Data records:
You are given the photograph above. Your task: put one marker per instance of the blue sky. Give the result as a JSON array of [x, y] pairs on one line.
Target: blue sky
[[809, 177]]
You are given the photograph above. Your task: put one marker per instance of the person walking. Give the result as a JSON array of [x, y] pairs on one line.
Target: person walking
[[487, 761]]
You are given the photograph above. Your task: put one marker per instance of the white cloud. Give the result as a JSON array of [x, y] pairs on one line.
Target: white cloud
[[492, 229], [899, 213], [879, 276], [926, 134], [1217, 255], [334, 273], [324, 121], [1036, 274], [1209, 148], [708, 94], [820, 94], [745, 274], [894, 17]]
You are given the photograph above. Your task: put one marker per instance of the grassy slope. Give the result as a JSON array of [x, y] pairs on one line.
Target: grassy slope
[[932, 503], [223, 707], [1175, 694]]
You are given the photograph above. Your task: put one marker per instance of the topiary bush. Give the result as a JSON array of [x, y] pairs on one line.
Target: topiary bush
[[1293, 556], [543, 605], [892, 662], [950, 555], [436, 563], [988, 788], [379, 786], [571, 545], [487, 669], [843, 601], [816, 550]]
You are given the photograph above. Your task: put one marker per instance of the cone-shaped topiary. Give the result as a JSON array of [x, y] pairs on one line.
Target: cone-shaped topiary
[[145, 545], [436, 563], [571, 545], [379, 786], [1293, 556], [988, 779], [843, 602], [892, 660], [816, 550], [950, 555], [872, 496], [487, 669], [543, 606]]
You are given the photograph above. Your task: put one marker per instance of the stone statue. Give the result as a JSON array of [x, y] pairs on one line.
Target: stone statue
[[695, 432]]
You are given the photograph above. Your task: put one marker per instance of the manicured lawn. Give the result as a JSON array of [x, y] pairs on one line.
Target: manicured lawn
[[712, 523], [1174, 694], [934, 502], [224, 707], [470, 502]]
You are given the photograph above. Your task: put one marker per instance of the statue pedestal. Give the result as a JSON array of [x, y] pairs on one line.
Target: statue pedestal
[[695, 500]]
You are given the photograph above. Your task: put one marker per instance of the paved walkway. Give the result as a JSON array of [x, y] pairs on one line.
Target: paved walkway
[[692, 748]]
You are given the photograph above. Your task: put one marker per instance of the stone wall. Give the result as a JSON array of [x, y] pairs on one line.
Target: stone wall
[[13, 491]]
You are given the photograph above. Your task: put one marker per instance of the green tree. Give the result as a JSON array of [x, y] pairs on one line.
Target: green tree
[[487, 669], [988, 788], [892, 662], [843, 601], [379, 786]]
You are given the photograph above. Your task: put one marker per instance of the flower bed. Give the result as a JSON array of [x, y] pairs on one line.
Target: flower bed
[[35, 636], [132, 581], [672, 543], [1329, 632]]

AIM OF THE EXERCISE: Repeat every line of the records above exactly.

RESPONSE TO THE TASK:
You are given the photograph above. Your task: put one marker per instance of the blue sky. Give the result as a JSON array of [x, y] pairs on one line.
Target: blue sky
[[809, 177]]
You are given the photograph above. Your task: put one marker per instance of the person walking. Give the result as a JSON array of [x, y] pairs on one line.
Target: person walking
[[487, 761]]
You are given the photograph above. Your task: put one marker per instance of the white cloud. Give the result as a JSON array of [x, y] pairs on one line.
Target: white cloud
[[492, 229], [899, 213], [879, 276], [926, 134], [1217, 255], [334, 273], [324, 121], [1036, 274], [1209, 148], [708, 94], [820, 94], [745, 274], [894, 17]]
You are given the photograph above. Your task: put one marker per instance of the grassy slope. Give the result as a JSON array of [x, y] pairs on one line.
Target: grassy slope
[[932, 503], [223, 707], [1175, 694]]
You are given the photograph above. Your task: put one marker per instance of the topiary bush. Give the result as a JSON array of [x, y] pairs on one line.
Target: topiary bush
[[1293, 556], [543, 605], [892, 662], [950, 555], [436, 563], [988, 788], [379, 786], [571, 545], [487, 669], [843, 601], [816, 550]]
You are given the photograph above. Your task: put one marker per instance of the cone-shaped topiary. Give the result as a JSON array of [x, y] pairs on one line.
Target: cone-shaped topiary
[[145, 545], [436, 563], [571, 545], [379, 786], [1293, 556], [988, 779], [843, 602], [892, 660], [816, 550], [950, 555], [872, 496], [487, 669], [543, 606]]
You are given the photograph above. Your task: put one marker per instance of the stone statue. Give the result as a JSON array of [x, y] pairs on one line.
Target: stone statue
[[695, 432]]
You are given the photograph above. Your task: put one marker per instance of the manicured lawn. Give the result as a JSON array of [x, y] pairs on one line.
Target: manicured lawn
[[712, 523], [1174, 694], [934, 502], [224, 707], [470, 502]]
You are given the photograph above. Your task: put one marker per instance of the statue pedestal. Give the result as a JSON array of [x, y] pairs on one line.
Target: statue pedestal
[[695, 500]]
You are given the photograph above. Your task: put one marker per instance of the paved walkway. Give the result as a JSON array of [x, y] pairs on one line.
Target: paved walkway
[[692, 748]]
You are given the photograph above. Your task: put one marker per instance of the stone wall. Give the result as a JSON array of [x, y] pairs on one line.
Target: stone wall
[[13, 491]]
You are given the photograph above. Your task: put one marker per instance of the green tree. Give the result as a JSON array of [x, y] pairs on one line.
Target: green tree
[[487, 669], [988, 788], [892, 662], [843, 601], [379, 786]]
You are given the photograph above. Your task: put one marker per instance of the flower bed. Give the result as a JSON array of [x, y] pairs on one line.
Target: flower bed
[[35, 636], [132, 581], [672, 543], [1329, 632]]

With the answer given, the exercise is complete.